Not everyone was happy. Republicans in the House of Representatives decried what they depicted as government dumping more burdensome regulations on a struggling industry. It would even produce a physical threat to consumers, who would be forced to drive smaller cars that would not be as safe as larger vehicles today, some said.
“The rule finalized today by the Obama administration will hurt American consumers by forcing them to drive more expensive and less safe automobiles," said Rep. Darrell Issa (R) of Calif. "The administration drafted these standards in secret, strong-arming automakers and short-circuiting the deliberative regulatory process to achieve a purely political result, abandoning sound science and objectivity to appease its political allies in the extreme environmentalist lobby.”
But officials with Ceres, a Boston-based network of green investor groups targeting climate change, took exception to that narrative, saying the US auto industry is embracing the rules mindful of its own self-interest.

_RECORDED INFORMATION_.
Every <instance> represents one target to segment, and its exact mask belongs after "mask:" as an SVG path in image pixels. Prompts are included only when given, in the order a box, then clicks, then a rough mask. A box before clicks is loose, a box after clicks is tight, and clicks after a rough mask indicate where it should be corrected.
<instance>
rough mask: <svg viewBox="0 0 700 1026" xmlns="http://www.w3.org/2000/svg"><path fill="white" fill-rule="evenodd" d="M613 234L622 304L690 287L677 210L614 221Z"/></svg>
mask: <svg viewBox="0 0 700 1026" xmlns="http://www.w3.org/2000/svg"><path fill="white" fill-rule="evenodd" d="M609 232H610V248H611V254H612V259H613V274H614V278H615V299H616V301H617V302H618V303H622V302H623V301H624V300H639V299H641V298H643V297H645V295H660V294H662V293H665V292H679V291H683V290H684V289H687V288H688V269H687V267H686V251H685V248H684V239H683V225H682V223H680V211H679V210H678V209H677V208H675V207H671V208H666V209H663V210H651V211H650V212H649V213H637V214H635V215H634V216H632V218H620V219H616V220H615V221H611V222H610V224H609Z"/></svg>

_EXERCISE AIM_. Reproduce in full, word for word, the passage on reactions to the Obama administration's new automobile rule.

_OUTPUT OF THE EXERCISE_.
Not everyone was happy. Republicans in the House of Representatives decried what they depicted as government dumping more burdensome regulations on a struggling industry. It would even produce a physical threat to consumers, who would be forced to drive smaller cars that would not be as safe as larger vehicles today, some said.
“The rule finalized today by the Obama administration will hurt American consumers by forcing them to drive more expensive and less safe automobiles," said Rep. Darrell Issa (R) of Calif. "The administration drafted these standards in secret, strong-arming automakers and short-circuiting the deliberative regulatory process to achieve a purely political result, abandoning sound science and objectivity to appease its political allies in the extreme environmentalist lobby.”
But officials with Ceres, a Boston-based network of green investor groups targeting climate change, took exception to that narrative, saying the US auto industry is embracing the rules mindful of its own self-interest.